Source document ::
__________________________________________________

While the system provides the possibility to define the desired method and dataset through the previous system flags, the user can also define them directly in the settings.ini file. By configuring settings.ini accordingly, it is not necessary to supply the method and dataset flags to main.py.

Settings file

The PatientFM tool uses a settings file following the standard configuration file format to define the system variables. This file is divided in the following 9 sections (a description of each section is provided further below):

[vocabulary]
anatomy_file=../vocabularies/n2c2_ANAT.tsv
disease_file=../vocabularies/n2c2_DISO_extended.tsv

[methods]
deeplearning=False
rulebased=True

[embeddings]
vocabulary_path=../vocabularies/vocabulary.txt
sentences_path=../vocabularies/sentences.pickle
wordvec_path=/backup/data/models/embeddings/BioSentVec/BioWordVec_PubMed_MIMICIII_d200.bin
biowordvec_original=embeddings/biowordvec_vocab_orig.npy
biowordvec_normalized=embeddings/biowordvec_vocab_norm.npy
wordvec_size=200
train_embeddings_pickle=../dataset/Train/train_embeddings.pickle
test_embeddings_pickle=../dataset/Test/test_embeddings.pickle

[datasets]
train_files=../dataset/Train/bioc-FH-training-updated-627/
test_files=../dataset/Test/testRelease-0805/
goldstandard_st1=../dataset/Train/train_subtask1_2.tsv
goldstandard_st2=../dataset/Train/train_subtask2_2.tsv
nltk_sources=../dataset/nltk_data

[neji]
use_neji_annotations=True
neji_train_pickle_biowordvec=../dataset/Train/neji_train_classes_embedmodel_BIO.pickle
neji_test_pickle_biowordvec=../dataset/Test/neji_test_classes_embedmodel_BIO.pickle
neji_train_pickle_albert=../dataset/Train/neji_train_classes_albertmodel_BIO.pickle
neji_test_pickle_albert=../dataset/Test/neji_test_classes_albertmodel_BIO.pickle
neji_train_pickle_clinicalbert=../dataset/Train/neji_train_classes_clinicalbertmodel_BIO.pickle
neji_test_pickle_clinicalbert=../dataset/Test/neji_test_classes_clinicalbertmodel_BIO.pickle

[results]
task1=../results/task1.tsv
task2=../results/task2.tsv
family_members=../results/task1.tsv
observations=../results/task1_js.tsv

[DLmodel]
#model=biowordvec_bilstm
#model=albert_bilstm
model=clinicalbert_bilstm
#model=clinicalbert_linear

[DLmodelparams]
entity_prediction=True
hiddensize=256
batchsize=32
iterationsperepoch=100
numlayers=2
learningrate=1e-3
patience=5
epochs=100
EMBEDDINGS_FREEZE_AFTER_EPOCH=2

[ALBERT]
model=albert-base-v2
#model=albert-large-v2
#model=albert-xlarge-v2
#model=albert-xxlarge-v2
add_special_tokens=True
Field Description
[vocabulary] Section used to define vocabulary files. It is necessary to create a new entry for each new vocabulary file. These files should respect the format of the following example: ''UMLS:C0006629:T017:Anatomy cadaver|cadavers|corpse|corpses''.

__________________________________________________

Information provided ::
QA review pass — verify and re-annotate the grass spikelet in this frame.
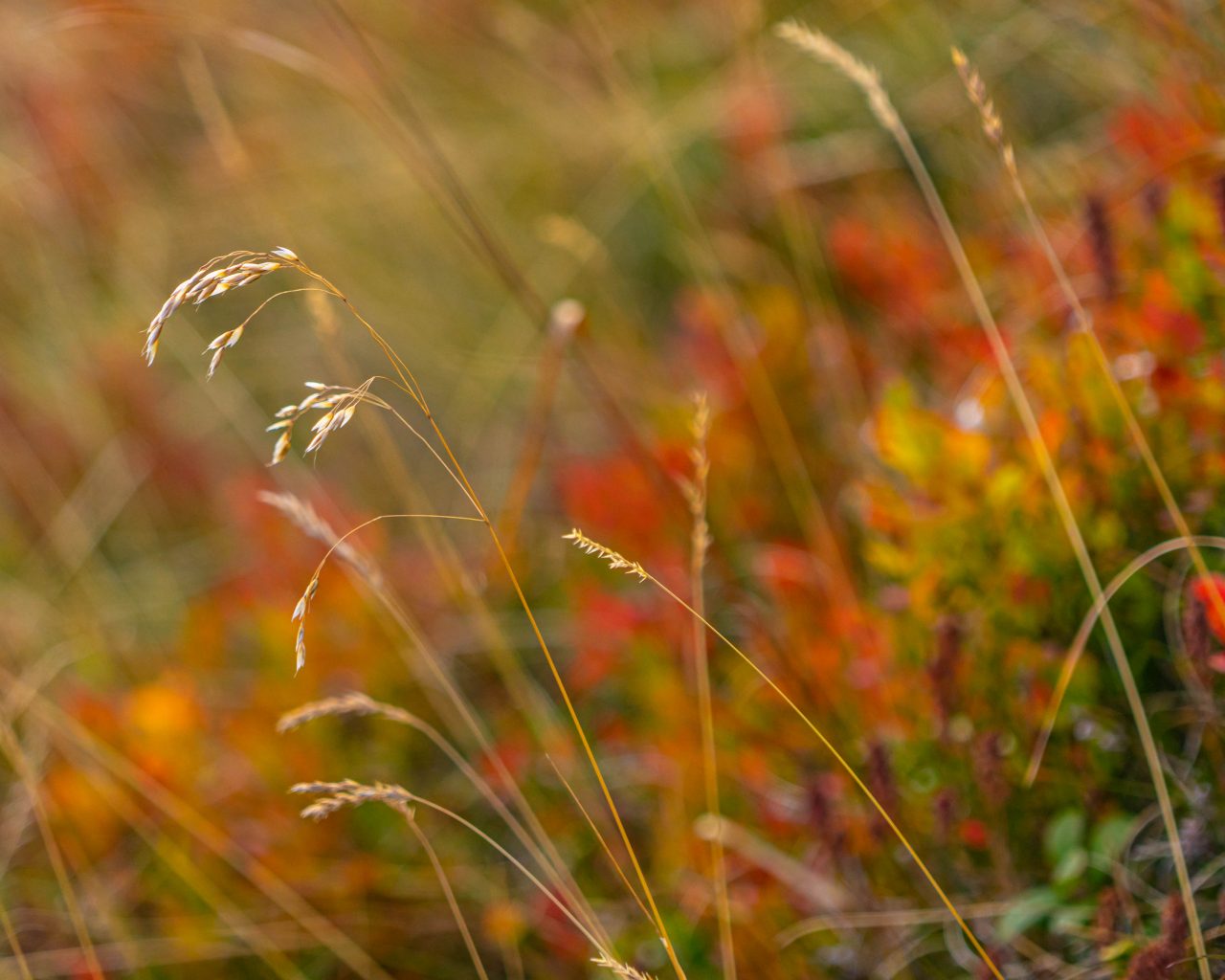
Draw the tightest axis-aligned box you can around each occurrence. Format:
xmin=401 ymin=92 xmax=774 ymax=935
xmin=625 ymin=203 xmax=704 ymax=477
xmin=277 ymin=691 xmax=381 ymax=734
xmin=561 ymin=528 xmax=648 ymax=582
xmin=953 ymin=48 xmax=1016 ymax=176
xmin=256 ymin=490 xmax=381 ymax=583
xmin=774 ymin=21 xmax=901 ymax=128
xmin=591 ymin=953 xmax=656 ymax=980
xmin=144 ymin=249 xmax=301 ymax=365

__________________________________________________

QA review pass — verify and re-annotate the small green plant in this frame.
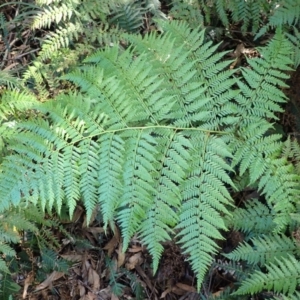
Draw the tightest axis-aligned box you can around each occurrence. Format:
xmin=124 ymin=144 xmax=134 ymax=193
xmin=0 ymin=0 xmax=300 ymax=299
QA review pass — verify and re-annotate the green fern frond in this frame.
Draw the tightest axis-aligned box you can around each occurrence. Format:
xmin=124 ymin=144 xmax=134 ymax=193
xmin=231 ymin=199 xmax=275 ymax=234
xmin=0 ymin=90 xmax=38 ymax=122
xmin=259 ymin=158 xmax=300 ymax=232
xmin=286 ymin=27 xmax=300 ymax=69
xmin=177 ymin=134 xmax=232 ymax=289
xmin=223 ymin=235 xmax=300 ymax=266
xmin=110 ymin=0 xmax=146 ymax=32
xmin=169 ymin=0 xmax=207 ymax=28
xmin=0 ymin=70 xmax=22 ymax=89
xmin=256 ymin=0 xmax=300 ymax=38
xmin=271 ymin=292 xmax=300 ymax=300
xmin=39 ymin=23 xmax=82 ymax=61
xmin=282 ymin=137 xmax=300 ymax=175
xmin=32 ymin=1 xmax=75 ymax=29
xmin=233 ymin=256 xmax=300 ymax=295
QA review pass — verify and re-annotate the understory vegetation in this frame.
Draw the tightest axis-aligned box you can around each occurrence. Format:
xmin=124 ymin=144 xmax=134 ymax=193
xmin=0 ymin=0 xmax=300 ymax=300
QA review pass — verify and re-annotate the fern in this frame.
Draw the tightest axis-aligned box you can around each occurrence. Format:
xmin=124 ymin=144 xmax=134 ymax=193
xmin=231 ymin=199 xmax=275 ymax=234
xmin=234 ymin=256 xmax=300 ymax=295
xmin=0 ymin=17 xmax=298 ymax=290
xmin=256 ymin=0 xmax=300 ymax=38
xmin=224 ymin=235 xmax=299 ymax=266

__________________________________________________

Check your understanding ::
- A) Check each statement against the PatientFM settings-file text. For each, answer yes or no and quote the words that decide it. (i) The settings file is divided into 9 sections. (ii) In the [methods] section shown, the deep learning method is enabled. (iii) Each new vocabulary file needs its own entry in the [vocabulary] section.
- B) Pick up the PatientFM settings-file text after its final sentence and continue it.

Task-by-task answers ::
- A)
(i) Yes: "This file is divided in the following 9 sections"
(ii) No: "deeplearning=False"
(iii) Yes: "It is necessary to create a new entry for each new vocabulary file."

- B)
[methods] Section used to define the desired method to process clinical records. The user can select the Deep-Learning component for observation extraction, the Rule-Based component only, or set both to True for the Hybrid solution.
[embeddings] Section used to define paths and parameters for word embeddings files. Not necessary if deeplearningis set to False.
[datasets] Section used to define paths for the datasets.
[neji] Section used to define the paths for Neji annotation files for the Deep Learning solution. This is used to avoid the process of creating Neji annotations whenever the system is run (annotations are created once and saved).
[results] Section used to define the paths where result files will be saved.
[DLmodel] Section used to select the Deep Learning model to use. The system currently supports 4 different models. Uncomment only the desired model.
[DLmodelparams] Section used to set a list of Deep Learning model parameters.
[ALBERT] Section used to select the size of the ALBERT model, if albert_bilstm is selected in [DLmodel].